### WORK INSTRUCTION
Continue the article about drusen as markers of macular degeneration, starting after its last sentence.

Drusen as promising biomarkers for progression of macular degeneration
Age-Related Macular Degeneration (AMD) is a common disease of the centre of the retina, primarily affecting those aged over 50. The first signs of the disease are so-called drusen, which occur under the retina in the form of round, yellow deposits. However, in some way that has not yet been unexplained, these disappear over time, leaving no trace, and this, in itself, is a sign that there is a very high risk of developing advanced AMD and going blind. Hrvoje Bogunovic from MedUni Vienna's Department of Ophthalmology has now developed a computer model that can be used with Optical Coherence Tomography (OCT) to analyse which drusen will survive and which will disappear: "This is a promising marker for progression of the disease."
Drusen are degradation products of the retina of the human eye. In themselves, they do not cause any symptoms or vision problems. They are therefore usually discovered by chance. In the recent study, which has now also been selected as one of the best three out of 6,000 abstracts submitted to one of the most important international ophthalmology conferences ((ARVO/Annual Meeting of the Association for Research in Vision and Ophthalmology/www.arvo.org), MedUni Vienna researchers examined a total of 38 patients and discovered 944 drusen. 249 (26 percent) of these disappeared.
Lead investigator Bogunovic and the team from MedUni Vienna's ophthalmology department have now successfully used the very latest Artificial Intelligence technology to develop a computer model to calculate the risk of drusen disappearing – which happens in an intermediate stage of the disease – and hence also the elevated risk of developing advanced AMD. And also, when this will happen.

### Natural language region descriptions
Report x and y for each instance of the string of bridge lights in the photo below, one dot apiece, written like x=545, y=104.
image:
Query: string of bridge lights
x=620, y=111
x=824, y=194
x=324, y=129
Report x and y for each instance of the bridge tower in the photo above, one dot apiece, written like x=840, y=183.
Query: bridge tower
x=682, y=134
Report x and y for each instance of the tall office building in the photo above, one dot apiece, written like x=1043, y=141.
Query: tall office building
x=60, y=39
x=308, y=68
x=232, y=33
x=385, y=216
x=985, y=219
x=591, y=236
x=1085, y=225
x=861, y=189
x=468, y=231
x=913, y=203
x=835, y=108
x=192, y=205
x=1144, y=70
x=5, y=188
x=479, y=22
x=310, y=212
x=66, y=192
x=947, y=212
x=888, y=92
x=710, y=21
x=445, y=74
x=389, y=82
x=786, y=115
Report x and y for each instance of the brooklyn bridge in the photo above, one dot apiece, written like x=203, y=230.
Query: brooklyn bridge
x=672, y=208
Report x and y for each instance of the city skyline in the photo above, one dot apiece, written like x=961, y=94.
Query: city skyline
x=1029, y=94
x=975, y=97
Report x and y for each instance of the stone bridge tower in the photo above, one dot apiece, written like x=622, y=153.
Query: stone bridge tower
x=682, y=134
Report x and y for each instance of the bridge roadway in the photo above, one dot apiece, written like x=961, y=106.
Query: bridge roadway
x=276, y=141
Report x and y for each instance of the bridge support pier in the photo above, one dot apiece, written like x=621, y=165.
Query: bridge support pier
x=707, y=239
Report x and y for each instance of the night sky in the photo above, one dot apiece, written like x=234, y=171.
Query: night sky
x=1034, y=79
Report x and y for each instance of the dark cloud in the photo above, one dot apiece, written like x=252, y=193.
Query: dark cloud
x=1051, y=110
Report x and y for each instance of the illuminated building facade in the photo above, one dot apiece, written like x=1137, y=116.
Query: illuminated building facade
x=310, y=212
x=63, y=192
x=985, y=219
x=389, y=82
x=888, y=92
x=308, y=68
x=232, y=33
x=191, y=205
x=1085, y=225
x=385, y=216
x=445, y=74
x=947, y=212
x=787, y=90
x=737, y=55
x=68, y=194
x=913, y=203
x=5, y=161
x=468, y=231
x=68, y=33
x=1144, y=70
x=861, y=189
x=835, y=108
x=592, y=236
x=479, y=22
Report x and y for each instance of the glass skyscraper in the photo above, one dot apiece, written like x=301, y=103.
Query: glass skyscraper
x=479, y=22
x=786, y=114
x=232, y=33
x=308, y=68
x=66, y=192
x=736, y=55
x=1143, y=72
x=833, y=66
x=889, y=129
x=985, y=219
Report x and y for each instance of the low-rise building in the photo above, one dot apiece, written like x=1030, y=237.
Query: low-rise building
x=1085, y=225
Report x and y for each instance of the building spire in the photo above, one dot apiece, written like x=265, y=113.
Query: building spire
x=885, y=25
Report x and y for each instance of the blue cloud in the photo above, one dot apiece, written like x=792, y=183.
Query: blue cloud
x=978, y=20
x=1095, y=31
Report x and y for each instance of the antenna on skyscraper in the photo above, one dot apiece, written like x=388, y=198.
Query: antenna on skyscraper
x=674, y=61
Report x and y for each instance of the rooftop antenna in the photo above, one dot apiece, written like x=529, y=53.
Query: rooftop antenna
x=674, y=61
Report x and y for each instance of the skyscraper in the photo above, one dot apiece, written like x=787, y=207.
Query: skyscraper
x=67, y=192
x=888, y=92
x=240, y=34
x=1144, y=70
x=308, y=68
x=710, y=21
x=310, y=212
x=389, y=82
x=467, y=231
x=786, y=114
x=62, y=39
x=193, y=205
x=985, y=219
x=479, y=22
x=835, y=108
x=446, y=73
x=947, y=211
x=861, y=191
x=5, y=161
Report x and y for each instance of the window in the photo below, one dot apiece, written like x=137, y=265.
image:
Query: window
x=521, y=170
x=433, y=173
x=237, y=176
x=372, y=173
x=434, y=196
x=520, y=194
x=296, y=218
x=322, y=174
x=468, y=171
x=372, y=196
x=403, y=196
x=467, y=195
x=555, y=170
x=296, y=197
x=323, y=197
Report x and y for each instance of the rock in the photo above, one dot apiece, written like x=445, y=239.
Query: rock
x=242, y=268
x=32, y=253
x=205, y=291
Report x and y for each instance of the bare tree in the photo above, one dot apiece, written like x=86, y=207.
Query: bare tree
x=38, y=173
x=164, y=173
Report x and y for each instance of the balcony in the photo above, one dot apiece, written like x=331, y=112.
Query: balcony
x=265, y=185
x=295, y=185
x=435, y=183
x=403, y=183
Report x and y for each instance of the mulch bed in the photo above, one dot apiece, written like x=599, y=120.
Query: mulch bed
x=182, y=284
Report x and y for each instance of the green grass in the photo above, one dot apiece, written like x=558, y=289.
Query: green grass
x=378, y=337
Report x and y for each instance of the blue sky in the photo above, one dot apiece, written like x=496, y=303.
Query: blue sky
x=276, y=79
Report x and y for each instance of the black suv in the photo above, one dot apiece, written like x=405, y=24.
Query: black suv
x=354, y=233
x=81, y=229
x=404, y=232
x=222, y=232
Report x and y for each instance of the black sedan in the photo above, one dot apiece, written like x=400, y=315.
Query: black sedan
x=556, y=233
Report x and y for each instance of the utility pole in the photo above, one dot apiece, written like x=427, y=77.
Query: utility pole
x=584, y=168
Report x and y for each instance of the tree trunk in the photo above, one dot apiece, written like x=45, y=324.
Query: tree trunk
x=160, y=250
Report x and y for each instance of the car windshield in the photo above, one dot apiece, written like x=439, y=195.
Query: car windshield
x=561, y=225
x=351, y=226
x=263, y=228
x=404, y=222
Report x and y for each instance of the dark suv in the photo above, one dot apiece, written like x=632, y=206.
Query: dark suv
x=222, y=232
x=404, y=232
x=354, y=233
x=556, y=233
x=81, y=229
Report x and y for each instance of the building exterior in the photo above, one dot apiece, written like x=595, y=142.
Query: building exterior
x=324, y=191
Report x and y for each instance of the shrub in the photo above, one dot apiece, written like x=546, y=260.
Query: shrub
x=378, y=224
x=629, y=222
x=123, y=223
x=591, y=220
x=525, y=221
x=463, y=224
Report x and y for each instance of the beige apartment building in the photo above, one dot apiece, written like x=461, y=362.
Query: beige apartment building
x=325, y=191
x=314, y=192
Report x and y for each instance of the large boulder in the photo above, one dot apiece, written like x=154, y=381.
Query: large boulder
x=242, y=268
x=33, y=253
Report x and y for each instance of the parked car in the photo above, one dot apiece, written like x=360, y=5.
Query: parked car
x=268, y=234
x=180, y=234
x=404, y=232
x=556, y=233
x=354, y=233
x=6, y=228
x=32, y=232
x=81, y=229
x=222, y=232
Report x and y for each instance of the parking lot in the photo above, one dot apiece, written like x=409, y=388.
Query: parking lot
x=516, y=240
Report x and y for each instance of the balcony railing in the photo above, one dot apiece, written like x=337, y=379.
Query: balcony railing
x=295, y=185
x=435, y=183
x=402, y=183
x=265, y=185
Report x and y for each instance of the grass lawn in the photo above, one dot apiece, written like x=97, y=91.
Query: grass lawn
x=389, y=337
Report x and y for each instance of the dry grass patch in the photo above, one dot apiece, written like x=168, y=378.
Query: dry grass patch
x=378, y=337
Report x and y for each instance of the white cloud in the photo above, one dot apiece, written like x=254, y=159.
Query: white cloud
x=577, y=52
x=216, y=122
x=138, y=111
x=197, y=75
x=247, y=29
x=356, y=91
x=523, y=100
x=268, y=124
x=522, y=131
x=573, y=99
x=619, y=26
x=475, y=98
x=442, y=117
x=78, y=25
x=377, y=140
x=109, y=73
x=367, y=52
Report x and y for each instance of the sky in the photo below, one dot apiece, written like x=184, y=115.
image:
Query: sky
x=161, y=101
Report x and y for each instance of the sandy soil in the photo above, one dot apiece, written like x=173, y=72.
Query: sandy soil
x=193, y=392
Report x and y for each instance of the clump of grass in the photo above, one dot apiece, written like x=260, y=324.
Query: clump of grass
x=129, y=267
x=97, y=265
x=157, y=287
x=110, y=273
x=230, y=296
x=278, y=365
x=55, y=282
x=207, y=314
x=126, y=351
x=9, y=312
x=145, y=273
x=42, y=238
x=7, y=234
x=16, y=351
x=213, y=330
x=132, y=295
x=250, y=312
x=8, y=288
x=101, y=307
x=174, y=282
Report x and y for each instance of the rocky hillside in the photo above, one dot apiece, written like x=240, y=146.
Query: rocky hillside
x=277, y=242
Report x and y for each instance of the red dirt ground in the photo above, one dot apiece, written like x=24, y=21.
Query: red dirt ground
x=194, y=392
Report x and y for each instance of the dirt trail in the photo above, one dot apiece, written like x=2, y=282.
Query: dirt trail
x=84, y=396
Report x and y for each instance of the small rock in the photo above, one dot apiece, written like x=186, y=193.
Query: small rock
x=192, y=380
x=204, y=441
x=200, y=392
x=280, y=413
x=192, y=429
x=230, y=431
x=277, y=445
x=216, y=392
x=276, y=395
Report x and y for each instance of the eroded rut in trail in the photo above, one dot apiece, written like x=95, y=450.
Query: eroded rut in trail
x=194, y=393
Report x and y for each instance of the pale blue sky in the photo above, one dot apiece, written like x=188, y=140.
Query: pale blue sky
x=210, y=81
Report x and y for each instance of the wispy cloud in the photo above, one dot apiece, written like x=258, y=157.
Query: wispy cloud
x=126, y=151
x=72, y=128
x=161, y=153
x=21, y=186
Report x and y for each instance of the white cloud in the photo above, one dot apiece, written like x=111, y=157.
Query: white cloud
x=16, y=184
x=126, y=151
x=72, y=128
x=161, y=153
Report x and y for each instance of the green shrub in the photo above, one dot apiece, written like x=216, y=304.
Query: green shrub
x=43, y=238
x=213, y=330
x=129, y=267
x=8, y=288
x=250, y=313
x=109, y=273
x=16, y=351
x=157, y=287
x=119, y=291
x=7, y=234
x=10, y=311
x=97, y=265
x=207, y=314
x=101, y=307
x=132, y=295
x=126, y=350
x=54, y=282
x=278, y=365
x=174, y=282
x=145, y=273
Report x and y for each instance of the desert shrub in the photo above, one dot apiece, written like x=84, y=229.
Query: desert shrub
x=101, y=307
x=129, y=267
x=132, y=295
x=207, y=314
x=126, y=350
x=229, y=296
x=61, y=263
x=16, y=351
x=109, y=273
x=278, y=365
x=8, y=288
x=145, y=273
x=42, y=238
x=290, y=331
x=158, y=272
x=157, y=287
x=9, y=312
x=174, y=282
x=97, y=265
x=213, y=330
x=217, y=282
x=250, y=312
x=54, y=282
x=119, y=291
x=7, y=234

### RESULT FOR THIS TASK
Optical Coherence Tomography allows retinal diseases to be detected in high-resolution detail – even in the early stages. "This gives us a non-invasive technique for looking into the retinal layers, so that we can detect minute changes early on," explains Bogunovic. However, reliable and standardised interpretation of the OCT data is only possible by means of computerised analyses. "Our findings are a promising step towards image-guided prediction of the progression of age-related macular degeneration. Our model enables us to compile a drusen atlas, as it were, which we can then use to predict, in the case of each individual patient, which are at greater risk of disappearing. This is precisely what we now want to evaluate in further clinical studies."
Each year, around 2.5 million people worldwide develop macular degeneration and it is the commonest cause of blindness in industrialised countries. Every year, around 30,000 people undergo OCT examinations at the Department of Ophthalmology at MedUni Vienna/Vienna General Hospital, which is the largest department of its kind in Europe.